==== INPUT DATA

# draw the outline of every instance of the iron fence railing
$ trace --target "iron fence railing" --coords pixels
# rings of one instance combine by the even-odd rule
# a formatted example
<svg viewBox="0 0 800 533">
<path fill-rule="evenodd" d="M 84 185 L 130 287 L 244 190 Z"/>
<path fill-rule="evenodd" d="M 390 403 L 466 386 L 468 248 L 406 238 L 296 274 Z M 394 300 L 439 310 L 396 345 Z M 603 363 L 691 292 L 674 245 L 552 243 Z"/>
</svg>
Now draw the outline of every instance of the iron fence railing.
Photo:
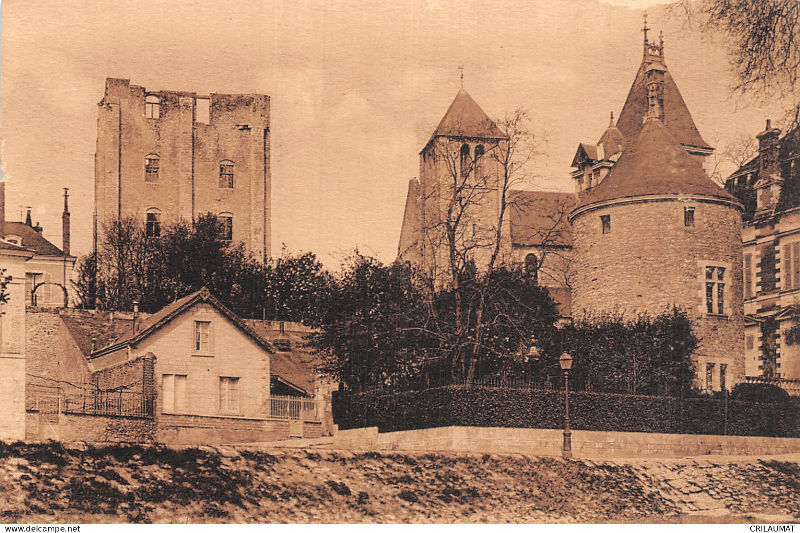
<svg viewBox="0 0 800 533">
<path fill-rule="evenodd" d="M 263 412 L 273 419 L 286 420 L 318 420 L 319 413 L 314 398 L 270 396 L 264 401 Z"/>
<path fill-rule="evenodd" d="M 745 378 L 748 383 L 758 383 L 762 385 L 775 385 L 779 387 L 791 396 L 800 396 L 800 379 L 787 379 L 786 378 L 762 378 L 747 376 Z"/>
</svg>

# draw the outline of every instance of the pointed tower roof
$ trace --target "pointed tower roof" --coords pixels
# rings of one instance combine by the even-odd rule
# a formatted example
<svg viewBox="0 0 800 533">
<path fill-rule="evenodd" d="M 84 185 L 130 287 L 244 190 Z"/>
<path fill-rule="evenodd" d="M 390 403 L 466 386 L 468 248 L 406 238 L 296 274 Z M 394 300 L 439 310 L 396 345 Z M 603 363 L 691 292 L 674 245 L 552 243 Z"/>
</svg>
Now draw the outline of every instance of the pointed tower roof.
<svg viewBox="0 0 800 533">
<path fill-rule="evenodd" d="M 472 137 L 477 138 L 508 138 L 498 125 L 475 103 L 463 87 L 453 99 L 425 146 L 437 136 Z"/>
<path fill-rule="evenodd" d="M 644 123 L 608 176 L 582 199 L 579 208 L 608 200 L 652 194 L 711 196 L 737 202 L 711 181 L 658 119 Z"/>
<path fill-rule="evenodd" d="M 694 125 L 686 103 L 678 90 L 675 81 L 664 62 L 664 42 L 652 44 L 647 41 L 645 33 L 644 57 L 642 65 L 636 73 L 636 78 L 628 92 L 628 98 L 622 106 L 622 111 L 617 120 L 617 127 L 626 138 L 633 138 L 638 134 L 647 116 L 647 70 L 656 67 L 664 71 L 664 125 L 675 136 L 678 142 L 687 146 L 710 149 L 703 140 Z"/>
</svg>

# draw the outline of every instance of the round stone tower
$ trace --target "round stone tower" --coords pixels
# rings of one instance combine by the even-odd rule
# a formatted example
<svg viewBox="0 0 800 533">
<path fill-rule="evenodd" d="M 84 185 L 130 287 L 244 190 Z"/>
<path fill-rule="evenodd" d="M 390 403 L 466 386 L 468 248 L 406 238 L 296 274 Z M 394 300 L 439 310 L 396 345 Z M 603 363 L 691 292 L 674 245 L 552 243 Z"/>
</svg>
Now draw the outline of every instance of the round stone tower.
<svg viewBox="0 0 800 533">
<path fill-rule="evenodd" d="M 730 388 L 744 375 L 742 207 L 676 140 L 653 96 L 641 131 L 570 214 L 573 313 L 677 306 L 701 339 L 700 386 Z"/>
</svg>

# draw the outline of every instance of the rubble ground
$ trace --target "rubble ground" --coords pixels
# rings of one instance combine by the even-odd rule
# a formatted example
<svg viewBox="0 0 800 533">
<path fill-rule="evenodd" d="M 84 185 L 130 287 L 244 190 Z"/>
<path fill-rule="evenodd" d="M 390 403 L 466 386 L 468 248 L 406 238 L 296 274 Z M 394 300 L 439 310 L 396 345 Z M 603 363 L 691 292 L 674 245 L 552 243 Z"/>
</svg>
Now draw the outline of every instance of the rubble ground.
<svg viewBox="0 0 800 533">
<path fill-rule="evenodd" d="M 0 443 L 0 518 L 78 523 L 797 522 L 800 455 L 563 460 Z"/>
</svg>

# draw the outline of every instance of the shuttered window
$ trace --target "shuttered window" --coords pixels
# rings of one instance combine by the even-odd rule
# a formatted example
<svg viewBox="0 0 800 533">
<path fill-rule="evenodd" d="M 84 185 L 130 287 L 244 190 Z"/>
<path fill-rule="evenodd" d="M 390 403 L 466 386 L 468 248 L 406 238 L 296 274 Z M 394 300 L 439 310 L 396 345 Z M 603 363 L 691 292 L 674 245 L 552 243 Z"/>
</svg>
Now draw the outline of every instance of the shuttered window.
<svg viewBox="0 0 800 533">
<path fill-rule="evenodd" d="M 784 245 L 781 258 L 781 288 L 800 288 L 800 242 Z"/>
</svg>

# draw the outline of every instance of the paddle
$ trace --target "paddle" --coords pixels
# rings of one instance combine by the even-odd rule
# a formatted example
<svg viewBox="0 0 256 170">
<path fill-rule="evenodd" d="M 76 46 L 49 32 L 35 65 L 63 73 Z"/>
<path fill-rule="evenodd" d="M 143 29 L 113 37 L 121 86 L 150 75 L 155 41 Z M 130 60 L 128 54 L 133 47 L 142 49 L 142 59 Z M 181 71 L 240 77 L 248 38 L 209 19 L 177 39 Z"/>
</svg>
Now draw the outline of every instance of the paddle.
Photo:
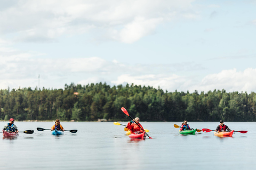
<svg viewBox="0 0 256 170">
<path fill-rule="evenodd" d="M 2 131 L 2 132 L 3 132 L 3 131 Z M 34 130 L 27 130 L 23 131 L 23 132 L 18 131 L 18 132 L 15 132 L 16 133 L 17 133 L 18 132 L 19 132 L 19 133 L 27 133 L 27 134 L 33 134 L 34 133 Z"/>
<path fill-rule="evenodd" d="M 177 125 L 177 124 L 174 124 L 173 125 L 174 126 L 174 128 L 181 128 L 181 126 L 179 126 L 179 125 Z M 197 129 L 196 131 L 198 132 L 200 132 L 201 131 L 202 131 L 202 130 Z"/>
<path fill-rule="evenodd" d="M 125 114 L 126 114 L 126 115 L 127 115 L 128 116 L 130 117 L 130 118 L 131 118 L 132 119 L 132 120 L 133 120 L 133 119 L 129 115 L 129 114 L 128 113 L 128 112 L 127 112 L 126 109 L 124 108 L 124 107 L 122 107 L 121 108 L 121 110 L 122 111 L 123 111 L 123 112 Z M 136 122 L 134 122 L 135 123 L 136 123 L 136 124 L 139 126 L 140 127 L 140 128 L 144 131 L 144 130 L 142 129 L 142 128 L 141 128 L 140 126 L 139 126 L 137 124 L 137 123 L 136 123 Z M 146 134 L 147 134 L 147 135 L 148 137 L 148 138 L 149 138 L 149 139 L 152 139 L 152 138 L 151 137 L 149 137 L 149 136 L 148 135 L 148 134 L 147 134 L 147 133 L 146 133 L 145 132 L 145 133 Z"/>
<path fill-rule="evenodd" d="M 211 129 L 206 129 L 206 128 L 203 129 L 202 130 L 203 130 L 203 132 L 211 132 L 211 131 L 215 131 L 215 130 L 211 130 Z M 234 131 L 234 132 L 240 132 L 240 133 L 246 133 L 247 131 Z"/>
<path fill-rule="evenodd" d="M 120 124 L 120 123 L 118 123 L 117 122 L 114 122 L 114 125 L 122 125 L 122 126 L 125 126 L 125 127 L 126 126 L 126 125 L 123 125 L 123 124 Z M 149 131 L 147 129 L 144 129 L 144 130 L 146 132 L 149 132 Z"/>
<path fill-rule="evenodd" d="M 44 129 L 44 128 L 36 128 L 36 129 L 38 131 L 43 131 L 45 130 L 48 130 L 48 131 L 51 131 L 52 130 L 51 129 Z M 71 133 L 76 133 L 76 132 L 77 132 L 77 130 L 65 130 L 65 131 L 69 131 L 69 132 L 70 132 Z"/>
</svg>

========

§ INSTRUCTION: Print the listing above in full, exactly as written. Omit any pictures.

§ TASK OUTPUT:
# draw the outline of every instance of the iron fence railing
$ trace --target "iron fence railing" --coords pixels
# rings of one instance combine by the even-odd rule
# a formatted example
<svg viewBox="0 0 800 533">
<path fill-rule="evenodd" d="M 84 185 L 130 287 L 244 190 Z"/>
<path fill-rule="evenodd" d="M 390 403 L 466 386 L 468 248 L 406 238 L 296 274 Z M 394 300 L 439 310 L 396 345 Z M 603 363 L 691 292 L 674 245 L 552 243 Z"/>
</svg>
Now draw the outline of every instance of the iron fence railing.
Photo:
<svg viewBox="0 0 800 533">
<path fill-rule="evenodd" d="M 263 412 L 273 419 L 286 420 L 318 420 L 319 413 L 314 398 L 270 396 L 264 401 Z"/>
<path fill-rule="evenodd" d="M 745 378 L 748 383 L 758 383 L 762 385 L 775 385 L 779 387 L 791 396 L 800 396 L 800 379 L 787 379 L 786 378 L 762 378 L 747 376 Z"/>
</svg>

# draw the outline of every instance of the pointed tower roof
$ trace --target "pointed tower roof" --coords pixels
# rings of one instance combine by the even-odd rule
# a formatted example
<svg viewBox="0 0 800 533">
<path fill-rule="evenodd" d="M 84 185 L 130 287 L 244 190 Z"/>
<path fill-rule="evenodd" d="M 390 403 L 466 386 L 468 248 L 406 238 L 296 274 Z M 394 300 L 439 310 L 396 345 Z M 603 363 L 691 292 L 674 245 L 552 243 Z"/>
</svg>
Now draw the outline of every instance of the pointed tower roof.
<svg viewBox="0 0 800 533">
<path fill-rule="evenodd" d="M 472 137 L 477 138 L 508 138 L 498 125 L 475 103 L 463 87 L 453 99 L 425 146 L 437 136 Z"/>
<path fill-rule="evenodd" d="M 644 123 L 608 176 L 582 199 L 579 208 L 608 200 L 652 194 L 711 196 L 737 202 L 711 181 L 658 119 Z"/>
<path fill-rule="evenodd" d="M 694 125 L 686 103 L 678 90 L 675 81 L 664 62 L 664 42 L 652 44 L 647 41 L 645 33 L 644 57 L 642 65 L 636 73 L 636 78 L 628 92 L 628 98 L 622 106 L 622 111 L 617 120 L 617 127 L 626 138 L 633 138 L 638 134 L 647 116 L 647 70 L 656 67 L 664 71 L 664 125 L 675 136 L 678 142 L 687 146 L 710 149 L 703 140 Z"/>
</svg>

# draw the outline of every instance of the round stone tower
$ trace --target "round stone tower" --coords pixels
# rings of one instance combine by the even-odd rule
# a formatted example
<svg viewBox="0 0 800 533">
<path fill-rule="evenodd" d="M 84 185 L 130 287 L 244 190 Z"/>
<path fill-rule="evenodd" d="M 390 403 L 466 386 L 468 248 L 406 238 L 296 274 Z M 394 300 L 439 310 L 396 345 Z M 603 363 L 691 292 L 674 245 L 552 243 Z"/>
</svg>
Now draw the outline of every instance of the round stone tower.
<svg viewBox="0 0 800 533">
<path fill-rule="evenodd" d="M 730 388 L 744 375 L 742 207 L 676 140 L 653 96 L 641 131 L 570 214 L 573 313 L 677 306 L 701 339 L 700 386 Z"/>
</svg>

# draw the outline of every instance of the rubble ground
$ trace --target "rubble ground" --coords pixels
# rings of one instance combine by the even-odd rule
# a formatted example
<svg viewBox="0 0 800 533">
<path fill-rule="evenodd" d="M 84 185 L 130 287 L 244 190 Z"/>
<path fill-rule="evenodd" d="M 390 403 L 466 386 L 468 248 L 406 238 L 296 274 Z M 394 300 L 439 310 L 396 345 Z M 603 363 L 691 292 L 674 245 L 552 243 Z"/>
</svg>
Now draw the outline of every instance of the rubble ground.
<svg viewBox="0 0 800 533">
<path fill-rule="evenodd" d="M 0 443 L 0 518 L 78 523 L 797 522 L 800 455 L 563 460 Z"/>
</svg>

# draw the outline of every instance of the shuttered window
$ trace --target "shuttered window" --coords pixels
# rings of one instance combine by the even-odd rule
# a formatted example
<svg viewBox="0 0 800 533">
<path fill-rule="evenodd" d="M 84 185 L 130 287 L 244 190 Z"/>
<path fill-rule="evenodd" d="M 390 403 L 466 386 L 468 248 L 406 238 L 296 274 Z M 394 300 L 439 310 L 396 345 Z M 603 363 L 691 292 L 674 245 L 552 243 Z"/>
</svg>
Now draw the outline of every instance of the shuttered window.
<svg viewBox="0 0 800 533">
<path fill-rule="evenodd" d="M 784 245 L 781 258 L 781 288 L 800 288 L 800 242 Z"/>
</svg>

# draw the outline of every instance of the paddle
$ trace --target "paddle" --coords pixels
# rings of one instance combine by the even-odd rule
# a formatted example
<svg viewBox="0 0 256 170">
<path fill-rule="evenodd" d="M 76 46 L 49 32 L 35 65 L 63 73 Z"/>
<path fill-rule="evenodd" d="M 143 29 L 113 37 L 121 86 L 150 75 L 155 41 Z M 130 60 L 128 54 L 133 47 L 142 49 L 142 59 Z M 181 71 L 240 77 L 248 38 L 209 19 L 177 39 Z"/>
</svg>
Now draw the outline of every instance of the paddle.
Photo:
<svg viewBox="0 0 256 170">
<path fill-rule="evenodd" d="M 2 131 L 2 132 L 3 132 L 3 131 Z M 34 130 L 27 130 L 23 131 L 23 132 L 18 131 L 18 132 L 15 132 L 16 133 L 17 133 L 18 132 L 19 132 L 19 133 L 27 133 L 27 134 L 33 134 L 34 133 Z"/>
<path fill-rule="evenodd" d="M 177 125 L 177 124 L 174 124 L 173 125 L 174 126 L 174 128 L 181 128 L 181 126 L 179 126 L 179 125 Z M 197 129 L 196 131 L 198 132 L 200 132 L 201 131 L 202 131 L 202 130 Z"/>
<path fill-rule="evenodd" d="M 125 114 L 126 114 L 126 115 L 127 115 L 128 116 L 130 117 L 130 118 L 131 118 L 132 119 L 132 120 L 133 120 L 133 119 L 129 115 L 129 114 L 128 113 L 128 112 L 127 112 L 126 109 L 124 108 L 124 107 L 122 107 L 121 108 L 121 110 L 122 111 L 123 111 L 123 112 Z M 136 122 L 134 122 L 135 123 L 136 123 L 136 124 L 139 126 L 140 127 L 140 128 L 144 131 L 144 130 L 142 129 L 142 128 L 141 128 L 140 126 L 139 126 L 137 124 L 137 123 L 136 123 Z M 146 134 L 147 134 L 147 135 L 148 137 L 148 138 L 149 138 L 149 139 L 152 139 L 152 138 L 151 137 L 149 137 L 149 136 L 148 135 L 148 134 L 147 134 L 147 133 L 146 133 L 145 132 L 145 133 Z"/>
<path fill-rule="evenodd" d="M 211 129 L 206 129 L 206 128 L 203 129 L 202 130 L 203 130 L 203 132 L 211 132 L 211 131 L 215 131 L 215 130 L 211 130 Z M 234 131 L 234 132 L 240 132 L 240 133 L 246 133 L 247 131 Z"/>
<path fill-rule="evenodd" d="M 120 124 L 120 123 L 118 123 L 117 122 L 114 122 L 114 125 L 122 125 L 122 126 L 125 126 L 125 127 L 126 126 L 126 125 L 123 125 L 123 124 Z M 149 131 L 147 129 L 144 129 L 144 130 L 146 132 L 149 132 Z"/>
<path fill-rule="evenodd" d="M 44 129 L 44 128 L 36 128 L 36 129 L 38 131 L 43 131 L 45 130 L 48 130 L 48 131 L 51 131 L 52 130 L 51 129 Z M 71 133 L 76 133 L 76 132 L 77 132 L 77 130 L 65 130 L 65 131 L 69 131 L 69 132 L 70 132 Z"/>
</svg>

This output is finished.